-- START OF GIVEN ENTRIES --
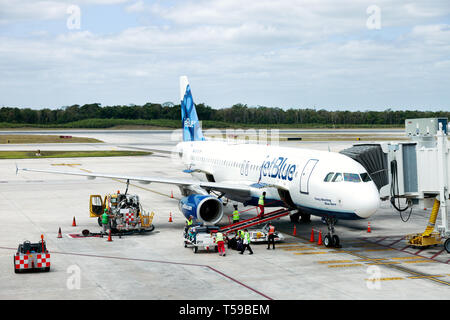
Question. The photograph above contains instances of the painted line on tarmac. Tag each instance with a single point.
(160, 261)
(406, 258)
(132, 184)
(416, 254)
(420, 261)
(315, 252)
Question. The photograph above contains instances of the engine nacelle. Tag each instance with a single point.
(204, 208)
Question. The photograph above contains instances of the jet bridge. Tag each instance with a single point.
(414, 172)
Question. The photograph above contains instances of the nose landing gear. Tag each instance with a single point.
(331, 239)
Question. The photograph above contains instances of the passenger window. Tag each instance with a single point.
(337, 177)
(351, 177)
(365, 177)
(328, 177)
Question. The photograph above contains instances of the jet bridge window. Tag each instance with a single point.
(352, 177)
(328, 177)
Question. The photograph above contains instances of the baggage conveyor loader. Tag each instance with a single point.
(415, 171)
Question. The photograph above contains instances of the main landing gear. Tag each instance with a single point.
(331, 239)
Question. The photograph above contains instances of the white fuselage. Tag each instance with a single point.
(299, 172)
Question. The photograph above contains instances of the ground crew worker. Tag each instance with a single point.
(105, 220)
(271, 237)
(261, 201)
(246, 243)
(235, 215)
(220, 243)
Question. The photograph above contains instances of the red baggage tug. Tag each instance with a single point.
(32, 257)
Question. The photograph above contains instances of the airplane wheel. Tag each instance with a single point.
(447, 245)
(335, 241)
(327, 241)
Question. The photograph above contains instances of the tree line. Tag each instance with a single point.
(237, 114)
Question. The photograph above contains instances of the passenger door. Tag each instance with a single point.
(306, 173)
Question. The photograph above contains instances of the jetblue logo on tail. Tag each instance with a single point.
(191, 126)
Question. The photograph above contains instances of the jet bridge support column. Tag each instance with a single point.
(442, 161)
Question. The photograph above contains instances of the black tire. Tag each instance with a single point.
(447, 245)
(327, 241)
(335, 241)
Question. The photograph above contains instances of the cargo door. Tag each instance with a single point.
(96, 205)
(306, 173)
-- END OF GIVEN ENTRIES --
YOUR GOAL: Rename every "jet bridge" in the material to "passenger boarding bridge" and write the lines out again with nothing else changed. Leave out the pictures.

OUTPUT OF THE EXERCISE:
Question. The photograph above contains instances of the painted line on tarmac. Tag each instance with a single point.
(160, 261)
(406, 258)
(132, 184)
(416, 254)
(420, 261)
(315, 252)
Question. The photograph above contains instances of the engine nacelle. Tag each instance with a single point.
(204, 208)
Question. The photograph above contains instances of the passenger boarding bridge. Tag each instance with a single point.
(414, 172)
Question. The photograph above contains instances of the nose landing gear. Tag each instance with a single point.
(331, 239)
Question. The photograph above contains instances of the passenger window. Tag each instance with a single point.
(337, 177)
(351, 177)
(365, 177)
(328, 177)
Question. The photograph above contains instances of the passenger boarding bridge window. Tag each instance with a single point.
(352, 177)
(328, 177)
Question. The photograph above contains instances of the baggage conveyor loader. Tag each instance with a single point.
(415, 171)
Question. The photograph above contains instances of the main landing gear. Tag each instance with a single point.
(331, 239)
Question. The photograph above contains instances of the white fuselage. Tag each instance with a single point.
(299, 172)
Question. The photograph above contains instances of the ground crew worker. Tag each instance with a single point.
(105, 220)
(271, 237)
(261, 201)
(246, 243)
(235, 215)
(220, 243)
Question. The photograph above contains instances of the red baggage tug. Tag each instance with a single point.
(32, 257)
Question. The photograph above contains instances of the airplane wheel. Tag each instance with a single point.
(447, 245)
(335, 241)
(327, 241)
Question. The photograph above contains instances of the tree line. Tag each instance with a single point.
(237, 114)
Question. The photograph above contains instances of the passenger door. Tag each instance with a single point.
(306, 173)
Question. The photograph above contains instances of the jetblue logo on tail. Tag each instance with a single point.
(191, 126)
Question. The photograph above contains instances of the passenger boarding bridge support column. Tag each instance with a single point.
(442, 161)
Question. The photograph above contains instances of the black tire. Tag each instance with a single point.
(447, 245)
(327, 241)
(335, 241)
Question. The photograph above contains instances of the cargo door. Tag each instance with a single point.
(96, 205)
(306, 173)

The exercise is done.